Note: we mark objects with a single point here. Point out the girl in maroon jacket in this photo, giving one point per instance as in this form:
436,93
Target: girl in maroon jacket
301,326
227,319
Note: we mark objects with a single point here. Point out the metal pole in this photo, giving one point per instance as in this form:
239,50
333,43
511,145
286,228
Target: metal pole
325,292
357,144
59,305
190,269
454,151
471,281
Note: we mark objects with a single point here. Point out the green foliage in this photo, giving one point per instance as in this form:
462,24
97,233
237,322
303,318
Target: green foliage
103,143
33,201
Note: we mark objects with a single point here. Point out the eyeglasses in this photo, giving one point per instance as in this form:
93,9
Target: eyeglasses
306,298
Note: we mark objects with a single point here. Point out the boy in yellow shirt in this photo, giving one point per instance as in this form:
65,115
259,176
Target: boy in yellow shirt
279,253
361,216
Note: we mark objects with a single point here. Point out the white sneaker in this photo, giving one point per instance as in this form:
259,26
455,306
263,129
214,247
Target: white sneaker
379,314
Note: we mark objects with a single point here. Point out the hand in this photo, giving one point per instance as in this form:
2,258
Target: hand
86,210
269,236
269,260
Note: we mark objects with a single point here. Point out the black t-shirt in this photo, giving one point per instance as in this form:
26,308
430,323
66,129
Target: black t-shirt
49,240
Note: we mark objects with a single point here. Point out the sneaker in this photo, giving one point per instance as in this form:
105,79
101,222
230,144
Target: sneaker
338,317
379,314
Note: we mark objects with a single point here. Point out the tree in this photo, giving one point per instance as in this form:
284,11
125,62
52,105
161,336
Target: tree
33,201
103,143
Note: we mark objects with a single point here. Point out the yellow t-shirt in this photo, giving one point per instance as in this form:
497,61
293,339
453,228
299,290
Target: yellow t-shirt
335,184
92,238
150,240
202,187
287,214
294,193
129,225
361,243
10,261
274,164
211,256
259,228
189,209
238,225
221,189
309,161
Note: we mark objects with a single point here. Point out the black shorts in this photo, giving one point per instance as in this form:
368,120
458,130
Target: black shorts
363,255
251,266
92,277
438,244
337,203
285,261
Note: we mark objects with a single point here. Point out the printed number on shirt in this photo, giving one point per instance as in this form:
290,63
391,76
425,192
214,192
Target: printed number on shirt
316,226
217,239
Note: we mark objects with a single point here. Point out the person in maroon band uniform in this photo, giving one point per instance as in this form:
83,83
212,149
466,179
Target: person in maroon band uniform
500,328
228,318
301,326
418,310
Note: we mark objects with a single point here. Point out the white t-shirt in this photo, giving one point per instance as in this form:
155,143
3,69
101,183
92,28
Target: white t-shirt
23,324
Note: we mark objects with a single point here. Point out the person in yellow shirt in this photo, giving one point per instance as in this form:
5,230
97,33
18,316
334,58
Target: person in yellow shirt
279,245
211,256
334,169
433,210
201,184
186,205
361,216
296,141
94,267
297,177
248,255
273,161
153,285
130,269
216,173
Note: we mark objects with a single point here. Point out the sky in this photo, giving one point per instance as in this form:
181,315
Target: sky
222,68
|---|
*EXERCISE DIRECTIONS*.
Rewrite the whole listing with every occurrence of "metal pole" replaced by "steel post", and leave everything else unchanged.

*ANSWER FOR THIS EXERCISE*.
Note: we mark objects with a single point here. Point out the girl in maroon jacket in this photo, giving one point per instance as in this form:
436,93
Target: girl in maroon jacket
301,326
227,319
Note: we mark objects with a single point here. Point out the steel post in this photo, giving one point per instance as in this form:
239,50
333,43
511,145
286,228
Target: steel post
325,292
357,144
59,305
190,269
454,151
471,281
Note: we mark objects with a single point here. Point out the green foliage in this photo, giving one point per instance as in this form:
462,24
97,233
237,322
303,318
Target: green foliage
103,143
33,201
Note: we mark objects with a single point here. Point out the eyeglasses in this photo, giving one point per instance as in this form:
93,9
Target: eyeglasses
306,298
Note: we mark objects with a single point here. Point out the boy in yellow shirt in this photo, giving one point per instance as in this form:
65,115
259,176
Target: boy in yellow shirt
279,253
361,216
Note: we mark objects with a single point here. Point out the white sneaker in this photo, giving one point per instance as in this form:
259,26
455,306
263,129
214,247
Target: white sneaker
379,314
Note: we mark objects with a single point here. Point out the hand in this photo, giving one point per instance as in this form:
2,258
Target: hand
86,210
269,236
269,260
Note: we mark objects with a single point here. Point out the black t-shirt in this photo, giving one point per instance as in this form:
26,308
430,323
66,129
Target: black t-shirt
49,240
Note: we mark objects with a single point here. Point out the sneaker in this photo, giving one point per instance as in this form:
105,79
101,222
230,144
Target: sneaker
338,317
379,314
Note: we mark objects with a single point here. Point out the tree in this photo, giving one point per instance as in this form:
284,11
125,62
52,105
161,336
Target: tree
33,201
103,143
Note: we mark objects with a single point here. Point out the yellow t-shirt in this photo, giving one point per instance as in this form:
497,61
293,339
453,228
299,290
Target: yellow t-shirt
335,184
92,238
150,240
202,187
287,214
294,193
129,225
361,243
10,261
274,164
211,256
259,228
189,209
238,225
221,189
309,161
Note: we mark objects with a single point here. Point out the black shorts in this photo, giving one point per instance as in this form:
368,120
458,130
Target: black shorts
363,255
251,266
92,277
438,244
337,203
285,261
Note: we mark objects with a single point here. Point out the printed number on shirt in this photo, giving one point per instance as in this form:
290,63
391,76
425,192
214,192
Target: printed number on shirt
316,226
217,239
Note: we mark objects with a single point here. Point out the person in maroon band uniform in this photo, giving one point per instance as in this form:
83,83
212,149
466,179
Target: person in maroon band uniform
500,328
228,318
301,326
418,310
Note: we mark objects with a single point here. Point out the white t-shirt in this photo, giving one point per instance as in this form:
155,143
3,69
101,183
92,28
Target: white t-shirt
23,324
Note: we mark objects with a single point here. Point out the person in yellow shirt in this photo, giving one point per instance as in this form:
5,230
97,33
18,316
334,58
Target: person in yellow shirt
279,245
211,256
334,169
433,210
201,184
186,205
361,216
296,141
94,267
297,177
248,255
273,161
153,285
130,269
216,173
Note: we mark objects with a single point here. Point out the sky in this photo, giving one point per instance as in this form:
181,315
Target: sky
222,68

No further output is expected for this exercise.